> [Task set]
1. In the T-6 walkaround thread, why did Tieleader stay late at the museum to take the photos?
2. According to the opening post of the T-6 walkaround thread, how often does the T-6F fly?

> [Document segment]
◆ ◆ ◆

# For all you T-6 fans.



## Tieleader (Nov 7, 2018)

Hey, guys. Continuing the AHM walkaround series here. This one is a T-6F , again from the Colling Foundation collection. It does fly, very often actually.
North American AT-6F Texan - The Collings Foundation
Nice to see that some of my earlier nose art has held up so well over the years! As always all pixs are by me, even the fuzzy ones...
Hope you all like!

Reactions: Bacon Bacon:
1 | Like Like:
3 | Like List reactions


----------



## Tieleader (Nov 7, 2018)

and more.

Reactions: Bacon Bacon:
1 | Like Like:
2 | Like List reactions


----------



## fubar57 (Nov 7, 2018)

Larry is going to be drooling all over this one


----------



## Tieleader (Nov 7, 2018)

better get a towel then, there's more!

Reactions: Funny Funny:
1 | Like List reactions


----------



## Tieleader (Nov 7, 2018)

and more.

Reactions: Bacon Bacon:
1 | Like Like:
1 | Like List reactions


----------



## Tieleader (Nov 7, 2018)

last ones. Probably will post a set of Cessna Bobact or Bleriot pixs next time.

Reactions: Bacon Bacon:
1 | Like Like:
1 | Like List reactions


----------



## GrauGeist (Nov 7, 2018)

Great series of shots...super detail!


----------



## Tieleader (Nov 7, 2018)

I'm trying to get permission from all the admins and mods to start posting all the AFVs, arty, etcs in the collection. From a 1780 cannon to a M1A1 Abrahms!


----------



## Tieleader (Nov 7, 2018)

Thanks! A few are still fuzzy though. They let me stay late so I could get the shots without the damnable blue "atmosphere" lights. I figure if I whine enough they will be omitted in the final setup of the museum...

Reactions: Like Like:
1 | Like List reactions


----------



## GrauGeist (Nov 7, 2018)

If you go through this forum: WW2 General, you'll see that there is a great deal of WWII that is discussed, including threads about armor and so on.

◆ ◆ ◆

> [Collected data]
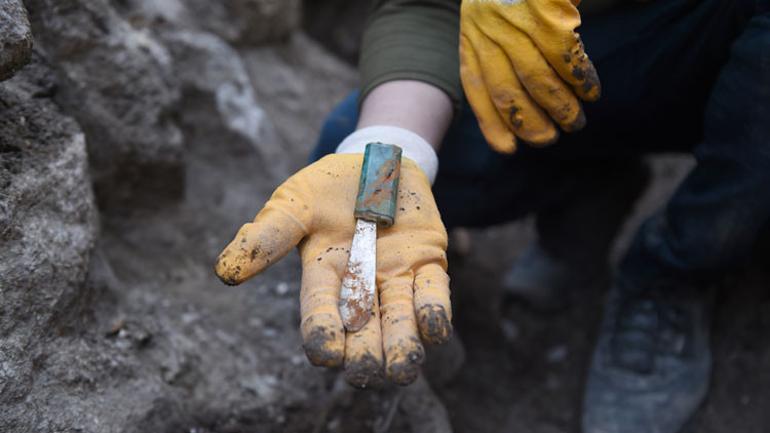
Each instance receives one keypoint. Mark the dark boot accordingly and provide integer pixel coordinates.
(652, 361)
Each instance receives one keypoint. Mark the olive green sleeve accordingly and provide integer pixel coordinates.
(413, 40)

◆ ◆ ◆

> [Task-by-task answers]
1. Tieleader stayed late to get the shots without the blue "atmosphere" lights. Tieleader calls those lights damnable and hopes they will be left out of the museum's final setup.

2. It flies very often.